_Given problem_: List each line in the rows below that contains the word "feather".

++++++++++++++++++++

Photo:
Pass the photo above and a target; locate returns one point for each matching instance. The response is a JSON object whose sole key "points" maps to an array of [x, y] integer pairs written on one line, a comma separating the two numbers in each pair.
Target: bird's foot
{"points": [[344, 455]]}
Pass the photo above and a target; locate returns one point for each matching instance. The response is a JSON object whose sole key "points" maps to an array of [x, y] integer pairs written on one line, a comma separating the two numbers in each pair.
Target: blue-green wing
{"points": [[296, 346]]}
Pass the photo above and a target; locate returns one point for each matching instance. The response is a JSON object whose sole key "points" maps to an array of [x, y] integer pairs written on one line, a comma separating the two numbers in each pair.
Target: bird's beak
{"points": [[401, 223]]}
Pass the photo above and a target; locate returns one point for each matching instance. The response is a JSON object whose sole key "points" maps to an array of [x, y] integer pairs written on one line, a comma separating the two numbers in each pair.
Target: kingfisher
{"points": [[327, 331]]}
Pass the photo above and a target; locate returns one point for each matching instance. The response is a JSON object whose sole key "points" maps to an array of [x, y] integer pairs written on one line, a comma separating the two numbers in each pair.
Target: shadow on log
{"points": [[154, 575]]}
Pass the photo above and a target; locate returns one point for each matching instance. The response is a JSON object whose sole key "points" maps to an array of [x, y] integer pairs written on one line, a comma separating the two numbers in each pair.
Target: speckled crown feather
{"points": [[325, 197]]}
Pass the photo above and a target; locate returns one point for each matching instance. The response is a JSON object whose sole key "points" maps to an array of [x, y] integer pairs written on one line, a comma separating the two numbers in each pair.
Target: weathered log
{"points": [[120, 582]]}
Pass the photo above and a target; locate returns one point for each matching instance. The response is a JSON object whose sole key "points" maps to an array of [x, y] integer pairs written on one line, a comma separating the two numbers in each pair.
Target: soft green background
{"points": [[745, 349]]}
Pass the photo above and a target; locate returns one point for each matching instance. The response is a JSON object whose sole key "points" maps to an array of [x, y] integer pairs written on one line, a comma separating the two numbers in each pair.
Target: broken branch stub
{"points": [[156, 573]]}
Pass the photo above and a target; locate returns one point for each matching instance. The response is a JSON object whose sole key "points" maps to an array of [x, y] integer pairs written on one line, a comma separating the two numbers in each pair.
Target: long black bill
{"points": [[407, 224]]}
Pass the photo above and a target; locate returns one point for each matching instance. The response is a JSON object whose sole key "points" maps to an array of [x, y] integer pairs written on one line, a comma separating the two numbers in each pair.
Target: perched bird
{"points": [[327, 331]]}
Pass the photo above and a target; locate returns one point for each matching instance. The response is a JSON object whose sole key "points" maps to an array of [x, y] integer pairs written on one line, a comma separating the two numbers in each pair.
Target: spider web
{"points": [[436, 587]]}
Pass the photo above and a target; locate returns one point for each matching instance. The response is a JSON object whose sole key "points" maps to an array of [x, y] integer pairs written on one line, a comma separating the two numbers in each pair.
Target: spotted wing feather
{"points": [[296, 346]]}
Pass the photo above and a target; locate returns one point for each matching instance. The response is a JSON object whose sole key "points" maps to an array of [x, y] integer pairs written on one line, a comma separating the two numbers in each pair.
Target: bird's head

++++++++++++++++++++

_Completed task_:
Target: speckled crown feather
Target: spotted wing feather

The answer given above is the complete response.